Выставочные залы и реставрационные работы мы можем видеть на фотографиях, сделанных в основном тремя фотографами рот пропаганды, которые побывали в Пскове в октябре 1942 года. По снимкам легко составить впечатление об архитектуре средневекового здания с его тяжелыми сводами на первом этаже и низкими потолками на втором, а равно и о том, как была устроена выставка и что на ней можно было увидеть. Один зал на первом этаже с великолепной росписью на потолке был посвящен древнему военному искусству: здесь выставили рыцарские латы и миниатюрную пушку, а также различное другое оружие и части доспехов. В другом зале посетителей ждали изделия декоративно-прикладного искусства – от изразцовой печи и отдельных изразцов до керамических сосудов и бронзовых колоколов. Мебель и светские картины тоже нашли свое место в залах первого этажа. Некоторые из них были собраны в интерьерные декорации, такие как «Псковская комната»830.

ИСХОДНЫЕ ДАННЫЕ ▸
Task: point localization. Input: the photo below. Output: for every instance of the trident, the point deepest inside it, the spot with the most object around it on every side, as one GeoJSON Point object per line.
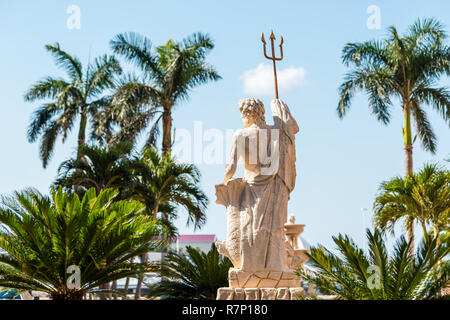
{"type": "Point", "coordinates": [273, 58]}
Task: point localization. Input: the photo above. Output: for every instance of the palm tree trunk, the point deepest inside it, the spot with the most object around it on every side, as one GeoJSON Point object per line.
{"type": "Point", "coordinates": [407, 139]}
{"type": "Point", "coordinates": [127, 280]}
{"type": "Point", "coordinates": [82, 133]}
{"type": "Point", "coordinates": [137, 295]}
{"type": "Point", "coordinates": [167, 130]}
{"type": "Point", "coordinates": [114, 287]}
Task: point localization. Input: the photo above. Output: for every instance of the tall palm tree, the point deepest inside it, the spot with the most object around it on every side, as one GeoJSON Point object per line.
{"type": "Point", "coordinates": [164, 185]}
{"type": "Point", "coordinates": [406, 67]}
{"type": "Point", "coordinates": [192, 274]}
{"type": "Point", "coordinates": [102, 168]}
{"type": "Point", "coordinates": [356, 275]}
{"type": "Point", "coordinates": [169, 73]}
{"type": "Point", "coordinates": [81, 95]}
{"type": "Point", "coordinates": [43, 236]}
{"type": "Point", "coordinates": [423, 197]}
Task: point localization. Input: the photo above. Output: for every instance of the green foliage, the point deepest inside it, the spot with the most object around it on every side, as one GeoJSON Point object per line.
{"type": "Point", "coordinates": [192, 275]}
{"type": "Point", "coordinates": [168, 74]}
{"type": "Point", "coordinates": [356, 275]}
{"type": "Point", "coordinates": [423, 197]}
{"type": "Point", "coordinates": [101, 168]}
{"type": "Point", "coordinates": [43, 236]}
{"type": "Point", "coordinates": [82, 94]}
{"type": "Point", "coordinates": [407, 67]}
{"type": "Point", "coordinates": [165, 185]}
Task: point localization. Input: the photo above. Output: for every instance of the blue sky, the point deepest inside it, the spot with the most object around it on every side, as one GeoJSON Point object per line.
{"type": "Point", "coordinates": [340, 163]}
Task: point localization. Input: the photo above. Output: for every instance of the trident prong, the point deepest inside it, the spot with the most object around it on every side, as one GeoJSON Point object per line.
{"type": "Point", "coordinates": [273, 57]}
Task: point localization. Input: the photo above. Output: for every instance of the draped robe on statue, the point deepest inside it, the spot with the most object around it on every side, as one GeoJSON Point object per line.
{"type": "Point", "coordinates": [257, 204]}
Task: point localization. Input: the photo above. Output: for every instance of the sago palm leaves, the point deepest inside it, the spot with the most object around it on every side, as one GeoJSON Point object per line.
{"type": "Point", "coordinates": [192, 275]}
{"type": "Point", "coordinates": [43, 236]}
{"type": "Point", "coordinates": [79, 96]}
{"type": "Point", "coordinates": [356, 275]}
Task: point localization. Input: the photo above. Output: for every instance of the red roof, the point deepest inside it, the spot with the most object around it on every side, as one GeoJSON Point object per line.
{"type": "Point", "coordinates": [197, 238]}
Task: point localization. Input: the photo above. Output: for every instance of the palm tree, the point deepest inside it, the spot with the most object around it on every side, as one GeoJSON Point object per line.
{"type": "Point", "coordinates": [192, 275]}
{"type": "Point", "coordinates": [102, 168]}
{"type": "Point", "coordinates": [423, 197]}
{"type": "Point", "coordinates": [356, 275]}
{"type": "Point", "coordinates": [406, 67]}
{"type": "Point", "coordinates": [44, 236]}
{"type": "Point", "coordinates": [169, 74]}
{"type": "Point", "coordinates": [165, 185]}
{"type": "Point", "coordinates": [81, 95]}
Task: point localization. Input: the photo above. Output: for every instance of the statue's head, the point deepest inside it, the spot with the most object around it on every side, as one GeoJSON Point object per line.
{"type": "Point", "coordinates": [252, 112]}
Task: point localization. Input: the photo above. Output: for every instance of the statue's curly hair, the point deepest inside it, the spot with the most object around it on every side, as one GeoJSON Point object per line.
{"type": "Point", "coordinates": [252, 109]}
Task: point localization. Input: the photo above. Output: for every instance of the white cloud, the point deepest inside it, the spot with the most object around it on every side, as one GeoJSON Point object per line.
{"type": "Point", "coordinates": [260, 80]}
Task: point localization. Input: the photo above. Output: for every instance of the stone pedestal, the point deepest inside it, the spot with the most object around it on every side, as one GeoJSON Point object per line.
{"type": "Point", "coordinates": [262, 279]}
{"type": "Point", "coordinates": [282, 293]}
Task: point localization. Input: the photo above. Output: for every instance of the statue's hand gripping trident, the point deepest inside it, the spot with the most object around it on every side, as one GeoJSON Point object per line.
{"type": "Point", "coordinates": [273, 57]}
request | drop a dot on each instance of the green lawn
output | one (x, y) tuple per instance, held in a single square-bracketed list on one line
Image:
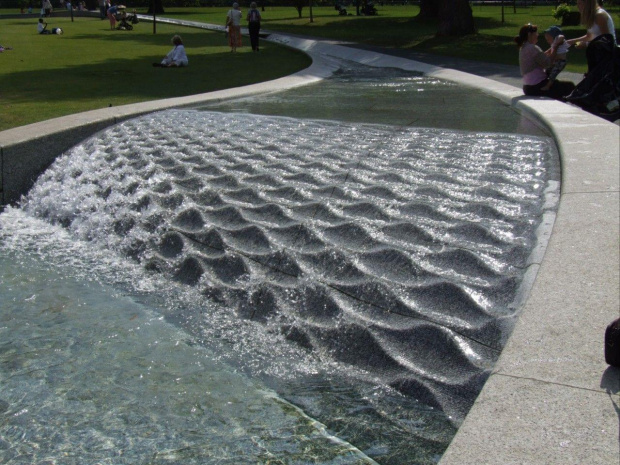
[(90, 67), (397, 27)]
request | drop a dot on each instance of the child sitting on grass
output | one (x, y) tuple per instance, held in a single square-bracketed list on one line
[(556, 40)]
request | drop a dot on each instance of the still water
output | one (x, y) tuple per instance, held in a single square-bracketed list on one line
[(324, 275)]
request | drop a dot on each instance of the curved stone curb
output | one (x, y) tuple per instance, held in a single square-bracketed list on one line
[(551, 398)]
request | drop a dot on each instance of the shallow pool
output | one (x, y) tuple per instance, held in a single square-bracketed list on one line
[(324, 275)]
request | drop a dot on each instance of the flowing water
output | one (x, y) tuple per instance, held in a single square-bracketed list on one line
[(300, 277)]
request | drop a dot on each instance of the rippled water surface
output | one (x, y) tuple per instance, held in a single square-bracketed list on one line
[(228, 287)]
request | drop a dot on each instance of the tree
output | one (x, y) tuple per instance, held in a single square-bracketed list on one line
[(429, 9), (159, 7), (455, 18), (299, 5)]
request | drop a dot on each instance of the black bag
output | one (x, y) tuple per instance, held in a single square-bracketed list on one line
[(599, 91), (612, 344)]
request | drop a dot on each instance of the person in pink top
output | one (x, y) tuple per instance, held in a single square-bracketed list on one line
[(533, 62)]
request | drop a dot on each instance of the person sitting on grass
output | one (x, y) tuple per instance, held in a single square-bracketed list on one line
[(176, 57), (42, 28), (554, 37), (533, 62)]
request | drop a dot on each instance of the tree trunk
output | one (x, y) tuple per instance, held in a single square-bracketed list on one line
[(429, 9), (159, 7), (455, 18)]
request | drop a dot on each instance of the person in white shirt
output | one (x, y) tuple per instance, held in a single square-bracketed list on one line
[(557, 42), (600, 35), (176, 57), (596, 20), (233, 23)]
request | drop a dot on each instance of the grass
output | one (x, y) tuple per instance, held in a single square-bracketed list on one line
[(398, 27), (90, 67)]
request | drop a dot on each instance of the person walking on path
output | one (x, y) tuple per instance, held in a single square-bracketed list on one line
[(233, 22), (175, 57), (253, 19)]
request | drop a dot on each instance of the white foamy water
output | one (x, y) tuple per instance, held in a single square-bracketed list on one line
[(365, 273)]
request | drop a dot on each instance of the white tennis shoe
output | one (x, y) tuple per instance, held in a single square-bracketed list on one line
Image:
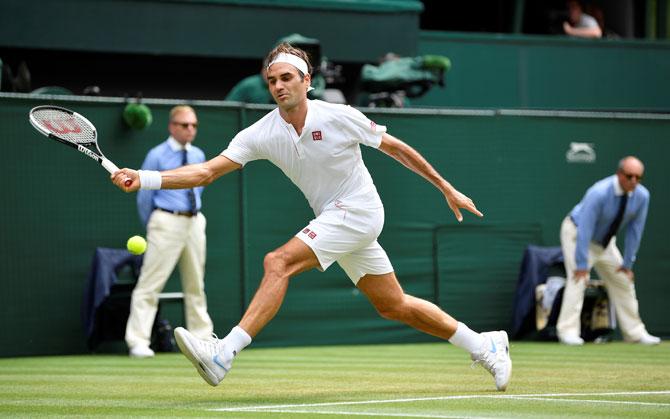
[(207, 355), (494, 357)]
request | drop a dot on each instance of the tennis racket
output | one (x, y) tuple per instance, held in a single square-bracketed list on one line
[(68, 127)]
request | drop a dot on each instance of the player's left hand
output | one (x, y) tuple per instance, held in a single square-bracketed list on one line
[(457, 200), (628, 272), (119, 179)]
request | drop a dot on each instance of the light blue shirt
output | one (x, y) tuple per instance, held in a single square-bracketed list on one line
[(165, 156), (596, 211)]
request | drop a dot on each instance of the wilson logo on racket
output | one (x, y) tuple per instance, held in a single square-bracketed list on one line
[(72, 129), (88, 152), (62, 128)]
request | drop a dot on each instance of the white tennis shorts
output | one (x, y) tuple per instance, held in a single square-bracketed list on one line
[(348, 236)]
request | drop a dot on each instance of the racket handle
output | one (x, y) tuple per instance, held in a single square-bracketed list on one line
[(111, 168)]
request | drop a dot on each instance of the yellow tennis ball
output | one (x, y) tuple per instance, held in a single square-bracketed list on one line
[(136, 245)]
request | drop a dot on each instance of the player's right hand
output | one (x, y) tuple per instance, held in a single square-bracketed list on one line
[(120, 178), (581, 275)]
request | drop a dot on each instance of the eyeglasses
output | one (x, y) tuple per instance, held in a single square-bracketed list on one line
[(631, 176), (185, 125)]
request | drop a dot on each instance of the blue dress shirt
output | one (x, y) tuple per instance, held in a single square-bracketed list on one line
[(596, 211), (165, 156)]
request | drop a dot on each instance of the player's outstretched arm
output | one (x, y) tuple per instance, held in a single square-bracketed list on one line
[(183, 177), (414, 161)]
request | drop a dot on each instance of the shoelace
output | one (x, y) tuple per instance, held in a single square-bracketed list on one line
[(213, 344), (487, 360)]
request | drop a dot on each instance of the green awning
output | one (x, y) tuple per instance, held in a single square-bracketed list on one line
[(349, 30)]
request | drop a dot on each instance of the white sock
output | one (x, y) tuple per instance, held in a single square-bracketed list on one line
[(236, 340), (466, 339)]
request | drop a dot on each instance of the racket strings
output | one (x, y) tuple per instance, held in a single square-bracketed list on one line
[(65, 126)]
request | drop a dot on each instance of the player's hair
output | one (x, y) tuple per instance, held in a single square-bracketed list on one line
[(289, 49), (179, 109), (622, 162)]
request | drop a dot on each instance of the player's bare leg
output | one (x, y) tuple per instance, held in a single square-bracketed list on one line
[(388, 297), (490, 349), (280, 265), (213, 358)]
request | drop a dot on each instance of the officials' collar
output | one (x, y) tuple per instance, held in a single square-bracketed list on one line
[(176, 146)]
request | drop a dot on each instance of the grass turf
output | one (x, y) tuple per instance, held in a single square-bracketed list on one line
[(413, 380)]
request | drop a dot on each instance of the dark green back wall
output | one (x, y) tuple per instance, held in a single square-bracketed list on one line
[(59, 206)]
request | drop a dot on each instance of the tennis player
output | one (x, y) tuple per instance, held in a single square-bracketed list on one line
[(317, 145)]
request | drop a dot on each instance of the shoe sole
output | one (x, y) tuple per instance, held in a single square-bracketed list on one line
[(509, 377), (187, 349)]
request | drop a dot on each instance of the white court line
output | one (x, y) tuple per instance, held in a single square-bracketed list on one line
[(400, 415), (473, 396)]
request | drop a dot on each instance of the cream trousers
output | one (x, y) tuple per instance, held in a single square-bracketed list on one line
[(620, 289), (171, 239)]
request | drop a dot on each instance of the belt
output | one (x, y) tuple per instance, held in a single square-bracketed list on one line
[(182, 213)]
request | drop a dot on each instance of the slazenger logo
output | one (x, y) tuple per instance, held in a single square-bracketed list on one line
[(88, 152), (581, 153)]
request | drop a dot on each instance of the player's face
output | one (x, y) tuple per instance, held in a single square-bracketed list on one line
[(285, 85), (630, 175), (184, 127)]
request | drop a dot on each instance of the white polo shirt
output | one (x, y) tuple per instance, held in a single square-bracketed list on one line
[(325, 162)]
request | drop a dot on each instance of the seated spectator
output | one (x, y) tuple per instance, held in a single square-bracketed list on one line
[(579, 23)]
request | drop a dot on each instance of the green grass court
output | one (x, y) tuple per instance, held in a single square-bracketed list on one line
[(383, 381)]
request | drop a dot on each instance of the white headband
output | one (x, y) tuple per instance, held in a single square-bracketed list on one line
[(294, 60)]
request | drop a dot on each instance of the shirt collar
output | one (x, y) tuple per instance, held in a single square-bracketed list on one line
[(176, 146)]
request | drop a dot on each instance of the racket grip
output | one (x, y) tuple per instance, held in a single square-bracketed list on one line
[(111, 168)]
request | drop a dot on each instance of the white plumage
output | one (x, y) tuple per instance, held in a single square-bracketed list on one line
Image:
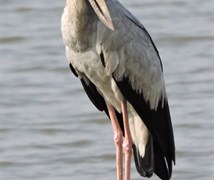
[(103, 57)]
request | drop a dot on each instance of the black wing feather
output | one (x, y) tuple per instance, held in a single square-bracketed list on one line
[(159, 124)]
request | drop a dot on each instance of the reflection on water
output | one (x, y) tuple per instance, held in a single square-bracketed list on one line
[(49, 128)]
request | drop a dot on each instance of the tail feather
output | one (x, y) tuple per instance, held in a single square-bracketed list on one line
[(145, 165)]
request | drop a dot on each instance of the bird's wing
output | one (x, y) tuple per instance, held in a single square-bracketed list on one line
[(159, 124), (134, 62), (95, 96)]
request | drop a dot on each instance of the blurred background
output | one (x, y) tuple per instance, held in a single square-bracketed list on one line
[(49, 128)]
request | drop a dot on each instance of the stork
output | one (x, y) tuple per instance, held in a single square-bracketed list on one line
[(120, 69)]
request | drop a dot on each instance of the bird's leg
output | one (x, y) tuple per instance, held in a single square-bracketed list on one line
[(118, 139), (127, 140)]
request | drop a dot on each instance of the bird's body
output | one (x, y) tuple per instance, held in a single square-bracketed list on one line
[(117, 65)]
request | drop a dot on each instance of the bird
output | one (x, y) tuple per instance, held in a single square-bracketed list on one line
[(120, 69)]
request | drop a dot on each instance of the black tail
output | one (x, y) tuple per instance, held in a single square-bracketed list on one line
[(145, 165)]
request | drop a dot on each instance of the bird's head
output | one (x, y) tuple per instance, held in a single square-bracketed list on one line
[(102, 12)]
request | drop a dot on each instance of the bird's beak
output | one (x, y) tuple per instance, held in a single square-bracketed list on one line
[(102, 12)]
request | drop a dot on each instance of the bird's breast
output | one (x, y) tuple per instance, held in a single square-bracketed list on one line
[(89, 64)]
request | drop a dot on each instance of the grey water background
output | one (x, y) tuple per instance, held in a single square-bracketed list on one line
[(49, 128)]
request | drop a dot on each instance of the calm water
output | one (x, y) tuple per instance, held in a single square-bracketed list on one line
[(49, 128)]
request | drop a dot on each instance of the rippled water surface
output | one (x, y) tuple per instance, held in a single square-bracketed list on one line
[(50, 130)]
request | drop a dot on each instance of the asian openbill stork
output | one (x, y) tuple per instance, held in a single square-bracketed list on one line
[(120, 69)]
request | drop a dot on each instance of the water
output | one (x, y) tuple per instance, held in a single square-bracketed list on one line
[(49, 128)]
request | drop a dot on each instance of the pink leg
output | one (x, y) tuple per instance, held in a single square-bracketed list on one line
[(127, 141), (118, 139)]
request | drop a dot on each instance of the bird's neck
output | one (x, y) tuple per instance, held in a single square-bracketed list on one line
[(79, 10), (80, 15)]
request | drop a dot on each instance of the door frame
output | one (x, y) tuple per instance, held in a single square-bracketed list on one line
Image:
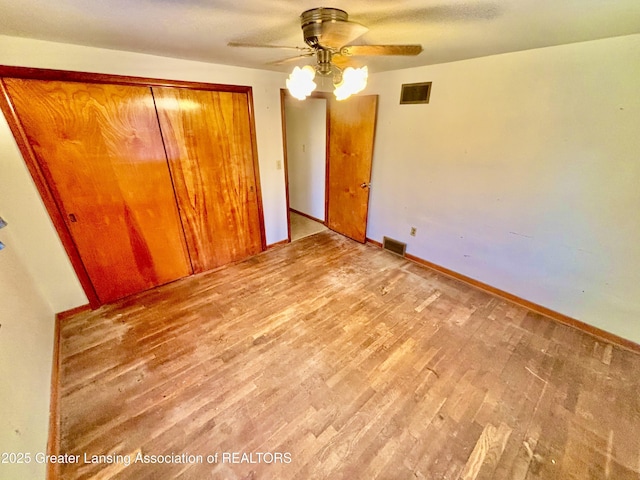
[(284, 94), (40, 180)]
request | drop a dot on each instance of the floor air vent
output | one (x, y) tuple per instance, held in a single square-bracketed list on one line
[(394, 246)]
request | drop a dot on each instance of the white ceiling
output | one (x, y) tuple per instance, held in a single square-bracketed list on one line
[(448, 30)]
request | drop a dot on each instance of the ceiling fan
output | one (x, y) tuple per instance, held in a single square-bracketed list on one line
[(328, 33)]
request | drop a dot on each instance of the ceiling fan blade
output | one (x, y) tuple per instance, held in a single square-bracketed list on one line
[(291, 59), (406, 50), (337, 34), (264, 45)]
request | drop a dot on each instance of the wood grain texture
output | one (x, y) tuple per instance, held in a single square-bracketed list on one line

ЗАДАНИЕ 1 ▸
Ответьте на вопросы по тексту о выставке в Пскове.
(a) Сколько фотографов рот пропаганды сделали основную часть снимков?
(b) Чему был посвящен зал на первом этаже с великолепной росписью на потолке?
(c) Какая интерьерная декорация названа в тексте в качестве примера?
ЗАДАНИЕ 2 ▸ Допишите следующую часть текста о выставке в Пскове.
Данные не имеют отношения к тексту.

ОТВЕТ 1 ▸
(a) Три.
(b) Древнему военному искусству.
(c) «Псковская комната».

ОТВЕТ 2 ▸
Залы на верхнем этаже были, судя по фотографиям, отведены под древнерусское искусство, иконы и изделия художественных промыслов, предназначенные для церковного обихода. Самые важные иконы собрали в главном зале этого этажа – бывшей трапезной. Сюда поместили многие произведения, вывезенные из Новгорода, в том числе ценнейшие, такие как образ святых Бориса и Глеба XIV века или византийская икона апостолов Петра и Павла с ее традиционным серебряным окладом, датируемая серединой XI века. Она, предположительно, находилась в новгородском Софийском соборе с момента его освящения, но с тех пор сохранились лишь фрагменты изображения, покрытые окладом, а лики и руки апостолов были подновлены в XV веке, лишь очертания голов все еще позволяют увидеть следы оригинальной иконописи. Значение этой иконы определяется не только ее возрастом. Интересна и ее иконография, поскольку это одно из самых ранних изображений двух первоверховных апостолов, беседующих друг с другом831. Благодаря необычайно тонкому рисунку, оттенкам цветов и выразительным чертам святых икона и по сей день продолжает пленять зрителей. Чеканный оклад из серебра тоже отличается таким высоким художественным качеством, что пережил невредимым даже 1920‐е годы, когда огромное множество произведений церковного искусства отправили на переплавку.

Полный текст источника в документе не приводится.